* _WORK INSTRUCTION_:
All the records that follow need to be reproduced exactly. Omit the images.

[Photo-based referring expression data]
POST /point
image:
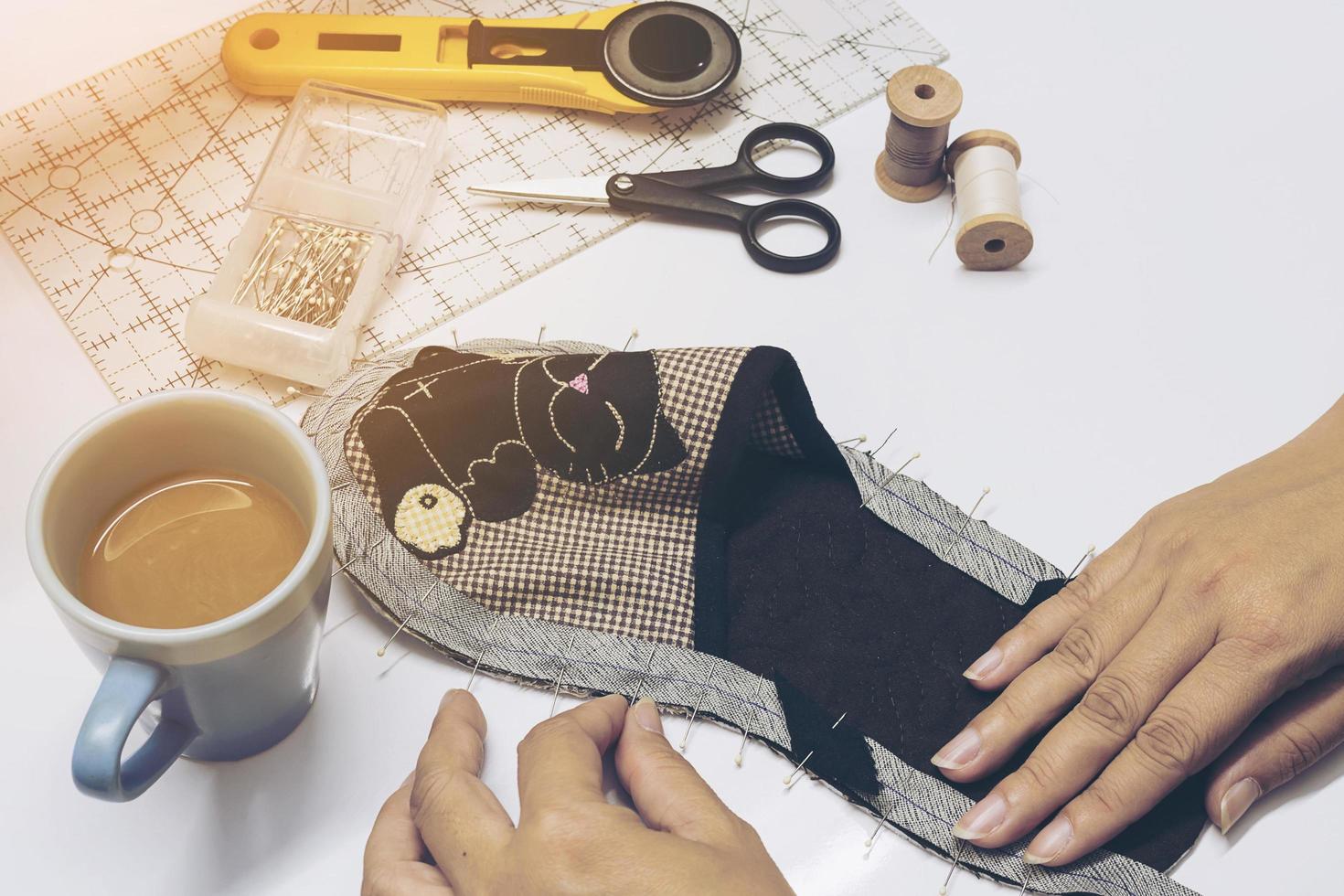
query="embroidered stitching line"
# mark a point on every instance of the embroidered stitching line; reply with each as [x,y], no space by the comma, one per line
[1113,870]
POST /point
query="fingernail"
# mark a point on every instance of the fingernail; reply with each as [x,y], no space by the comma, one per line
[1237,801]
[958,752]
[986,664]
[983,818]
[1049,842]
[646,713]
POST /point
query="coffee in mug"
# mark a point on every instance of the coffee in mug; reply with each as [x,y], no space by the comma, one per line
[190,549]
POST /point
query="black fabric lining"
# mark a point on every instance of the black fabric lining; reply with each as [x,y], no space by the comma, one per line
[864,620]
[831,747]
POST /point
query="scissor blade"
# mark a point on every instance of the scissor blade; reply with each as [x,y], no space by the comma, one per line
[566,191]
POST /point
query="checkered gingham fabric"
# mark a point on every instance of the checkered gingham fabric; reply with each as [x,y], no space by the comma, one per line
[586,658]
[769,432]
[617,557]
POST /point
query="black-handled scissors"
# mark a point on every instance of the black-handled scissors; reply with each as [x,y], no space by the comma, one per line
[689,194]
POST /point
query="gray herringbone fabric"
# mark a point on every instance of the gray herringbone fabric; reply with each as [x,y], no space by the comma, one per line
[539,652]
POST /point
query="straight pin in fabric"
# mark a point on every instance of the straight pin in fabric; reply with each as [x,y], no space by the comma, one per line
[955,859]
[877,830]
[969,516]
[1026,879]
[411,615]
[695,709]
[742,747]
[794,775]
[889,480]
[1092,549]
[644,676]
[878,450]
[565,666]
[357,557]
[486,643]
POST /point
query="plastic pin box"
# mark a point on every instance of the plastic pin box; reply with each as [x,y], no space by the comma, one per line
[334,205]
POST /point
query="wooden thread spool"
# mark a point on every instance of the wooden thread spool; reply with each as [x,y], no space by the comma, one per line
[923,101]
[984,166]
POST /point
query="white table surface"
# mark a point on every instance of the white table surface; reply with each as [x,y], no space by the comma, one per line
[1180,315]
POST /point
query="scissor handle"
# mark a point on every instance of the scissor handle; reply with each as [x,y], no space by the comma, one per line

* _SOLUTION_:
POST /point
image:
query="embroidered stitching line"
# mark a point on every instance of the embroidered stitching line; reply with each as [x,y], no space by the comma, one per line
[1113,870]
POST /point
query="fingernail"
# mark a point on every instance of the fingernail; reply with each as [x,y], no space by the comma, one per line
[1237,801]
[958,752]
[986,664]
[983,818]
[1049,842]
[646,713]
POST /point
query="coffee in mug"
# mark a point on every instance of the coffee in mug; reply with each as [x,y], no space by the comma, one per line
[190,549]
POST /point
query="black fabric lining"
# mark a point on every instance of the black fabric lining; reply with each as [x,y], no space by the comma, one per line
[864,620]
[831,747]
POST /point
query="scissor blade"
# mark a point on every instance of the scissor blade; reply with each as [x,y], no space by the comma, one per line
[566,191]
POST /point
query="checkered gingham fabric"
# mark a point on every instance of the checkered gingham fabric; reply with each as [x,y], no space by the comma, one per line
[586,658]
[769,432]
[617,557]
POST /point
query="black-handled scissors"
# mark a point on every instance of the black-handled scissors; reply with each as [x,y], no space by the comma, one per line
[689,194]
POST /point
query="gray herringbone fabric"
# mark a point on every instance of the gray herringbone fabric; reply with each as [x,y], no space by the comma, one per line
[539,652]
POST /point
query="straight pin in fabric"
# mark a point on every instance of the straight pin in fabric; reply with each as [x,y], no space by the comma, one per line
[955,859]
[877,830]
[969,516]
[1026,879]
[411,615]
[695,709]
[742,747]
[794,775]
[889,480]
[1092,549]
[644,676]
[878,450]
[565,666]
[357,557]
[486,643]
POST /point
query="plastic pin box"
# mark a point on every instance of the plastic pin box; reply with each as [x,y], no space by the comma, one per line
[334,205]
POST /point
query="wooden thread spool"
# mark a point on every instance of the wooden thread spool; reply with each as [x,y], no space by the comma, one per line
[923,101]
[984,166]
POST /point
query="white table surface"
# mark a point on every instance of the white table surface; reply with each as [x,y], no space by the comma, one per line
[1180,315]
POST /point
query="scissor handle"
# mark a point on every instance of the scissor handle; reply with each as [x,y], no space by the comma, one per line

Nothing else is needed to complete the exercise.